* **How to complete this task**
Search the listing for the word "palm". Copy every line where it is found.

* **Data**
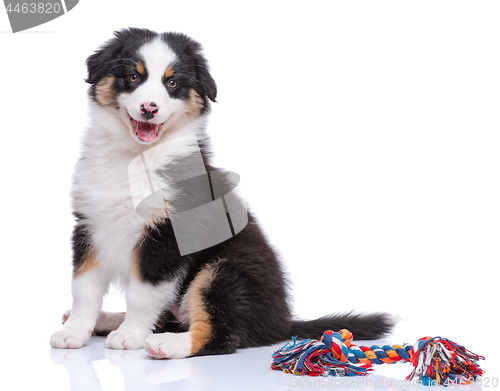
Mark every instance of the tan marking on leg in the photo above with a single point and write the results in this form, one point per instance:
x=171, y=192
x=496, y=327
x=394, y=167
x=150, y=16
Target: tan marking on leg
x=169, y=72
x=140, y=67
x=200, y=326
x=104, y=93
x=88, y=264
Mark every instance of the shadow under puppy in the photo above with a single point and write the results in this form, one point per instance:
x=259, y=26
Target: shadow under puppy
x=148, y=89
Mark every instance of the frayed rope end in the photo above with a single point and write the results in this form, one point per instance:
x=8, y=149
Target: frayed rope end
x=435, y=360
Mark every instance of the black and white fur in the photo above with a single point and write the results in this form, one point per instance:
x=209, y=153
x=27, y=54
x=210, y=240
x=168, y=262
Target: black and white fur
x=229, y=296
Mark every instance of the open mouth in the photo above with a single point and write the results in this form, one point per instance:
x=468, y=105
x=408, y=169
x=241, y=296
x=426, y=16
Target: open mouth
x=146, y=131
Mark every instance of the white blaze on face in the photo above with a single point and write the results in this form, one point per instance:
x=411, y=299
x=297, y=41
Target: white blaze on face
x=157, y=57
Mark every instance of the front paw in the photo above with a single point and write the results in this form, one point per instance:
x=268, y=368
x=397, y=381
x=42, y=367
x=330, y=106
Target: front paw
x=122, y=339
x=69, y=338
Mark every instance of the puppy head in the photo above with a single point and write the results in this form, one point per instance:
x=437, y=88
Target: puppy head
x=152, y=82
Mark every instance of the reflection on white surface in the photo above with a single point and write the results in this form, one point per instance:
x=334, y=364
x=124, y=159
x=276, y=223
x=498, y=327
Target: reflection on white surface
x=95, y=368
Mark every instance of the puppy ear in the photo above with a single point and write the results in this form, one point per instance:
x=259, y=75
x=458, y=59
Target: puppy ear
x=98, y=64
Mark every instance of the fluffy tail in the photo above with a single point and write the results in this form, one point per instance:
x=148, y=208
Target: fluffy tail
x=362, y=326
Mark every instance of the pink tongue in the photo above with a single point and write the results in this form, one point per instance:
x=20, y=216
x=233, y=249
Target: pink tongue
x=146, y=131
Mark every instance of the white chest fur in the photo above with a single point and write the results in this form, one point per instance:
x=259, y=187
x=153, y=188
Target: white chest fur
x=102, y=194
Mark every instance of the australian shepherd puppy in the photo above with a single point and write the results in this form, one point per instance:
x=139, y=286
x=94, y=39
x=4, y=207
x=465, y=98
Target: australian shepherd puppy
x=149, y=89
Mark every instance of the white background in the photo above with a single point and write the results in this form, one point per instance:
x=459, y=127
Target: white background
x=366, y=135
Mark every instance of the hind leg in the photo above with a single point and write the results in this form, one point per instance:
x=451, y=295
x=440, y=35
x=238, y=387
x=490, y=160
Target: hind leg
x=202, y=330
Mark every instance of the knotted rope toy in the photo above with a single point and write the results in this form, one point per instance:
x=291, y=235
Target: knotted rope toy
x=435, y=361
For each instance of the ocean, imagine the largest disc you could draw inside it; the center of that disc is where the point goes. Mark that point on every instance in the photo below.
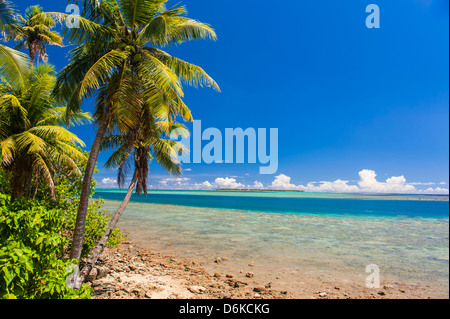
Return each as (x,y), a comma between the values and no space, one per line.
(290,235)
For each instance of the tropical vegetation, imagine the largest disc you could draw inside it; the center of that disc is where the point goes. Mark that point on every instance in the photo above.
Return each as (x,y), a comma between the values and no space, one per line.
(49,221)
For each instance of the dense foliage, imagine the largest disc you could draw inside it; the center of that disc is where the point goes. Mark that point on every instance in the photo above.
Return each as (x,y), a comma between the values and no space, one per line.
(35,238)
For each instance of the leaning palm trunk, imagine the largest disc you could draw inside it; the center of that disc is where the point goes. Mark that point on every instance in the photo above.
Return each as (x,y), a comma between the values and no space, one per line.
(102,243)
(78,235)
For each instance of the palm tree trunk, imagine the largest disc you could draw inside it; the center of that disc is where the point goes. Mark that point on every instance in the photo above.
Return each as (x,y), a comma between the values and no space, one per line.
(36,185)
(78,235)
(102,243)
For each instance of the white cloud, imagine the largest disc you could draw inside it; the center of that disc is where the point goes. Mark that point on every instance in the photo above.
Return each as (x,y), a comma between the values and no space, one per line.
(227,183)
(366,184)
(421,183)
(108,183)
(283,182)
(257,184)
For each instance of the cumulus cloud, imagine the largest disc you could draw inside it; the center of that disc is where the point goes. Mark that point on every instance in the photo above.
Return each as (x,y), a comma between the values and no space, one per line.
(395,184)
(283,182)
(366,184)
(108,183)
(227,183)
(257,184)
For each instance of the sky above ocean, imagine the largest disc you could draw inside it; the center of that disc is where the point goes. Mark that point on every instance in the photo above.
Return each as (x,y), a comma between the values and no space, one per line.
(356,109)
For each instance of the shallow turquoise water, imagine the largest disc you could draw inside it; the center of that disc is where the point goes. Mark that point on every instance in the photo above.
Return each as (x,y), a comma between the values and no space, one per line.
(335,235)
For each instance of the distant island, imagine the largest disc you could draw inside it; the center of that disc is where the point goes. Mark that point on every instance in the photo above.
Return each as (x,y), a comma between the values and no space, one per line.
(257,190)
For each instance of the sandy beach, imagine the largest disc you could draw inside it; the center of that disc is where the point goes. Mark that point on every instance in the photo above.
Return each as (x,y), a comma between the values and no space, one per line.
(135,272)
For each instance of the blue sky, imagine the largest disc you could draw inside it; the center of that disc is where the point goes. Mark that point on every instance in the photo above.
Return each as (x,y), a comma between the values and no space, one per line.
(347,100)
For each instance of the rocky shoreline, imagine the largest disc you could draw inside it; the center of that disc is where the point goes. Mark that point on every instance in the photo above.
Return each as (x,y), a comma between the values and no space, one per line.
(135,272)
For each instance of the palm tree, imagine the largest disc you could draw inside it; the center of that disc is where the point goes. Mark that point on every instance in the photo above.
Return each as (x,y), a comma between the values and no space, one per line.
(14,65)
(7,14)
(143,146)
(33,32)
(119,59)
(32,140)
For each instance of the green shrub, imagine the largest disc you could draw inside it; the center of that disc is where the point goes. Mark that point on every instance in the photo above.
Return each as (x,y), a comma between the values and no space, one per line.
(31,253)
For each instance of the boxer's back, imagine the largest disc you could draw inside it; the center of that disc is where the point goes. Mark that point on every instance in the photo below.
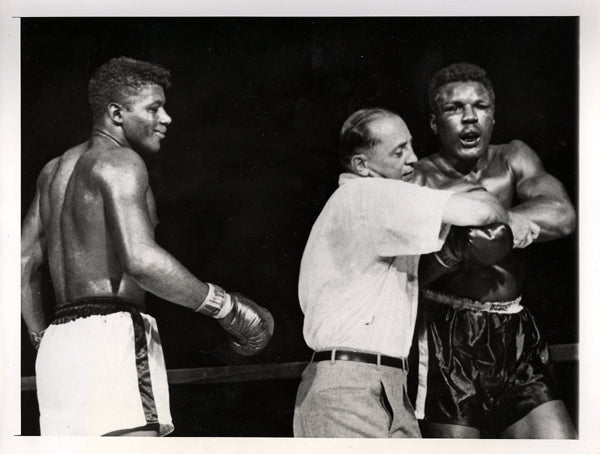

* **Written response**
For each instance of the leaning palm trunk, imagine the largest disc you could draw inside it; the center of that disc is where the point goes. Mark that point on every instance in the photo above.
For each instance of the palm tree trunk, imagine the largest disc you could draw inside it; the center of that disc is where the point goes. Mark that point on every instance in the photo above.
For each instance of the palm tree, imagine the largest disc you could draw inside it; the center of that disc is where the point goes. Mark that point on every instance in the photo above.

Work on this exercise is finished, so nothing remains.